* PROBLEM DETAILS *
Restate word for word the line with "Would you say there is any wooden" and the rest of the listing after it, ending at the final line, and include nothing else.
•••••
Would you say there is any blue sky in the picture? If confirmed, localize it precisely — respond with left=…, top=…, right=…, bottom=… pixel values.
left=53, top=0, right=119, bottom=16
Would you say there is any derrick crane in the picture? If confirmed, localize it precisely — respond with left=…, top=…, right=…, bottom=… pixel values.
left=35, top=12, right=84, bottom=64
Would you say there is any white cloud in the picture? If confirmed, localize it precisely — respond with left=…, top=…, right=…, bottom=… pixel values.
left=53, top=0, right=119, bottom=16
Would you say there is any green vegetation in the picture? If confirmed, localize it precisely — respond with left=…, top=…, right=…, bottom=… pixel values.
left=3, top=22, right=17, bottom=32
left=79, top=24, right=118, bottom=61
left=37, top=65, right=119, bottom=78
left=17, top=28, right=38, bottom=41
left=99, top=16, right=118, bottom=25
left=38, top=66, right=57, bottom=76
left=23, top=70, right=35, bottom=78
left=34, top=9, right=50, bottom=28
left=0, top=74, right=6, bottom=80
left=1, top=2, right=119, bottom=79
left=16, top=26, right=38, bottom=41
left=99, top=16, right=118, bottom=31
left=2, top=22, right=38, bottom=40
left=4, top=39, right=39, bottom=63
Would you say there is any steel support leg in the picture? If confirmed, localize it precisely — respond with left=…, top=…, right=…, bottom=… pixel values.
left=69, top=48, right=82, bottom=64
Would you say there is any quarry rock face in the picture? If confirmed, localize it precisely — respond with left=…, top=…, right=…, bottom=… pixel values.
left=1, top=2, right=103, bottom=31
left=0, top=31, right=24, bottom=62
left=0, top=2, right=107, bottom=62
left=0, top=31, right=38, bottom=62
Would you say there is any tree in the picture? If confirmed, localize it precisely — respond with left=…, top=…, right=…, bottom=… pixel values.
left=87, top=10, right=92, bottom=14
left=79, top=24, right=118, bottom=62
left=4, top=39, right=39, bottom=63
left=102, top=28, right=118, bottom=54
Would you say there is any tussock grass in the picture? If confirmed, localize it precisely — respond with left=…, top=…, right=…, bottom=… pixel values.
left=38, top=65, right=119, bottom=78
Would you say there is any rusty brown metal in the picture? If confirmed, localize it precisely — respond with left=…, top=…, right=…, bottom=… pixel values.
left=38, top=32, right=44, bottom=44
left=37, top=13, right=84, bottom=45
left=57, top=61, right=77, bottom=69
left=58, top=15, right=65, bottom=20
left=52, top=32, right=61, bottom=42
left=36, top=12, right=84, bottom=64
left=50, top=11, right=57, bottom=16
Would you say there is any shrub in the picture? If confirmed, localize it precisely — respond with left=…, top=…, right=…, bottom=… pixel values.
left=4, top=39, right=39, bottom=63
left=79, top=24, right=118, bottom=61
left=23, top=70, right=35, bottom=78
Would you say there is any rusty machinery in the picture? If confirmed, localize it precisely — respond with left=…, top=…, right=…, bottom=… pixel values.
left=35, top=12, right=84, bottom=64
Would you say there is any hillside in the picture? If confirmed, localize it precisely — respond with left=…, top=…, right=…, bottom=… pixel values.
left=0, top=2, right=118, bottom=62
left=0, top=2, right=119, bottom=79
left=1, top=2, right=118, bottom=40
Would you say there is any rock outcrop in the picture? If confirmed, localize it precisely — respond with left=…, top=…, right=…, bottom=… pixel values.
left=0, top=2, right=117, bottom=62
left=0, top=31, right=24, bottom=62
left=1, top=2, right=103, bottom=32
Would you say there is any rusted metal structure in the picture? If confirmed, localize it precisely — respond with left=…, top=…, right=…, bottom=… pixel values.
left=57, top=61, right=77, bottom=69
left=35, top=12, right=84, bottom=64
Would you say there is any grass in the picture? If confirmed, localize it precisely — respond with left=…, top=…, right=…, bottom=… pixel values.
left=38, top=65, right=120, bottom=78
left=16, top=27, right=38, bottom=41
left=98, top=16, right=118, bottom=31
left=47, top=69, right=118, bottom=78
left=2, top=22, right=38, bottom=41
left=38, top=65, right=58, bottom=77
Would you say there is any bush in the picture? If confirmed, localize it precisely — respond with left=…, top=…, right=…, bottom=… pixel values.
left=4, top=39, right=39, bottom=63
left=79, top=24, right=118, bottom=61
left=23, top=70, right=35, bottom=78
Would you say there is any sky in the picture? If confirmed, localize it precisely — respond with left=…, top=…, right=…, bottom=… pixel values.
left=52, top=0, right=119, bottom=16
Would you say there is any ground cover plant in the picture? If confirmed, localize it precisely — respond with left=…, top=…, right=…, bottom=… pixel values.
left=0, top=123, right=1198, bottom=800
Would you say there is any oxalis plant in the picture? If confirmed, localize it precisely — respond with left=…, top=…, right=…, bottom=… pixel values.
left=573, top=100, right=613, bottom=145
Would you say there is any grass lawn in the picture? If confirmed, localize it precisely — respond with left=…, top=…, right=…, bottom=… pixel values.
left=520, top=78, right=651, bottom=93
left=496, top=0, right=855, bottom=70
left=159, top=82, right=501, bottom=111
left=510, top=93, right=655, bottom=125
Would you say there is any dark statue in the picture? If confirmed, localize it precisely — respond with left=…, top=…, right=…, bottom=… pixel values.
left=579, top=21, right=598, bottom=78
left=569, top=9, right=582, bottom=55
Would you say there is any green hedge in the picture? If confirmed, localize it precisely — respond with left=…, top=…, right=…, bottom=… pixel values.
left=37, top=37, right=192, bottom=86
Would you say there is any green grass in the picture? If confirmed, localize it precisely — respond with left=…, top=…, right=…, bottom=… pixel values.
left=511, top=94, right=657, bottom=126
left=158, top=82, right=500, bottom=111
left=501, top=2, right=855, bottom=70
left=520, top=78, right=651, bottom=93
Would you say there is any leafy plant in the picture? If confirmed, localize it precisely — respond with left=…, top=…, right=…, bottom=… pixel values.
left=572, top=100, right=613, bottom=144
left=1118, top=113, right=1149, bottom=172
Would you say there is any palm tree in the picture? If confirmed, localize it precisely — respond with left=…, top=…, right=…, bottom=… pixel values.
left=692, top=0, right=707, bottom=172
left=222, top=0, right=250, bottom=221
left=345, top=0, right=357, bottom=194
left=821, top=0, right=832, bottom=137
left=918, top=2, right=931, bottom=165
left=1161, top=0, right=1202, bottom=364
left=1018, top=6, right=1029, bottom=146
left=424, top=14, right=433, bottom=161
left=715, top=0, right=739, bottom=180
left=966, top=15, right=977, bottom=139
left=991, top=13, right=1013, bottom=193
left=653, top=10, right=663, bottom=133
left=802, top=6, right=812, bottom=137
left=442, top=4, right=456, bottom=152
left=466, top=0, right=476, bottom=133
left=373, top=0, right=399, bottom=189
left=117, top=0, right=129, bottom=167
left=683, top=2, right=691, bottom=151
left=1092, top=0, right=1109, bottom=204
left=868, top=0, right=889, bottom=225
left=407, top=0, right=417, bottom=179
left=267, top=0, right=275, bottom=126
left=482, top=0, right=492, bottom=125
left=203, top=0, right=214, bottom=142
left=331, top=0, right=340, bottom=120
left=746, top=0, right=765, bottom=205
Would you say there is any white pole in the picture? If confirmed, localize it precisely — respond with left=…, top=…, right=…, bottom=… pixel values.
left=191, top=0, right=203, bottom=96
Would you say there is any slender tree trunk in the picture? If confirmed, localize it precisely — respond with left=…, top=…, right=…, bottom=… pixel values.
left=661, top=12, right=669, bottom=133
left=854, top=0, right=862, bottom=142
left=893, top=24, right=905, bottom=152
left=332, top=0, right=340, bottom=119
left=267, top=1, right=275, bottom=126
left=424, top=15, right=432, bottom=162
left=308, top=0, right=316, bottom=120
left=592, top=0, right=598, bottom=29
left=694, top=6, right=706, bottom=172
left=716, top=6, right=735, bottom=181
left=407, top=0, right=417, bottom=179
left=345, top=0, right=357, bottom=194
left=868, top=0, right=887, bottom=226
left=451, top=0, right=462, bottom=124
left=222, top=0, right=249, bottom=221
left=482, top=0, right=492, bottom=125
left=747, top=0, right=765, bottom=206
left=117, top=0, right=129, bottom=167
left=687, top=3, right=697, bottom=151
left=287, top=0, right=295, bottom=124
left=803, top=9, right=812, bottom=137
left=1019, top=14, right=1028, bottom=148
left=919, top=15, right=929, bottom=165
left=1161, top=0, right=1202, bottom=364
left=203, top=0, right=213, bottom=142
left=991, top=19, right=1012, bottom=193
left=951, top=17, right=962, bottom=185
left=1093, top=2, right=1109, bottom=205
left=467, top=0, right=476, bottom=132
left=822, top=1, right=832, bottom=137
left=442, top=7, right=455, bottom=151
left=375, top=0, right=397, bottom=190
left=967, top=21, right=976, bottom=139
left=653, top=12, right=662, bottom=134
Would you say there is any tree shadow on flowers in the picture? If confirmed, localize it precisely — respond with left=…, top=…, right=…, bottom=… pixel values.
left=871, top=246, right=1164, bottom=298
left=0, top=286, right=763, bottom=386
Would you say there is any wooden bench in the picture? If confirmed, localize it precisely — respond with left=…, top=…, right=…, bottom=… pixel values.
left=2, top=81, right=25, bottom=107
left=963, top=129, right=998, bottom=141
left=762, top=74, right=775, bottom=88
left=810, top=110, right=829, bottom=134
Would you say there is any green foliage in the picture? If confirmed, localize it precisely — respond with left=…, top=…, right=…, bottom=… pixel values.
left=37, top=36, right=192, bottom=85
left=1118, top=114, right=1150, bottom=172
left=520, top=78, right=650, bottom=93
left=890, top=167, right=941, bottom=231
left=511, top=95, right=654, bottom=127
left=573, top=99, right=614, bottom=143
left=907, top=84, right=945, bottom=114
•••••
* RESULT BELOW *
Would you say there is any wooden bench in the picture? If confirmed, localize it precisely — respond with left=…, top=…, right=…, bottom=… pixel values.
left=2, top=81, right=25, bottom=107
left=963, top=129, right=998, bottom=141
left=762, top=74, right=775, bottom=88
left=810, top=110, right=829, bottom=134
Would you say there is any green foliage in the picture? If confirmed, localize it precisely — respond with left=…, top=…, right=…, bottom=… pixel values.
left=37, top=36, right=192, bottom=85
left=1118, top=114, right=1150, bottom=172
left=520, top=78, right=650, bottom=93
left=890, top=167, right=941, bottom=231
left=511, top=95, right=654, bottom=127
left=573, top=99, right=614, bottom=143
left=907, top=84, right=945, bottom=114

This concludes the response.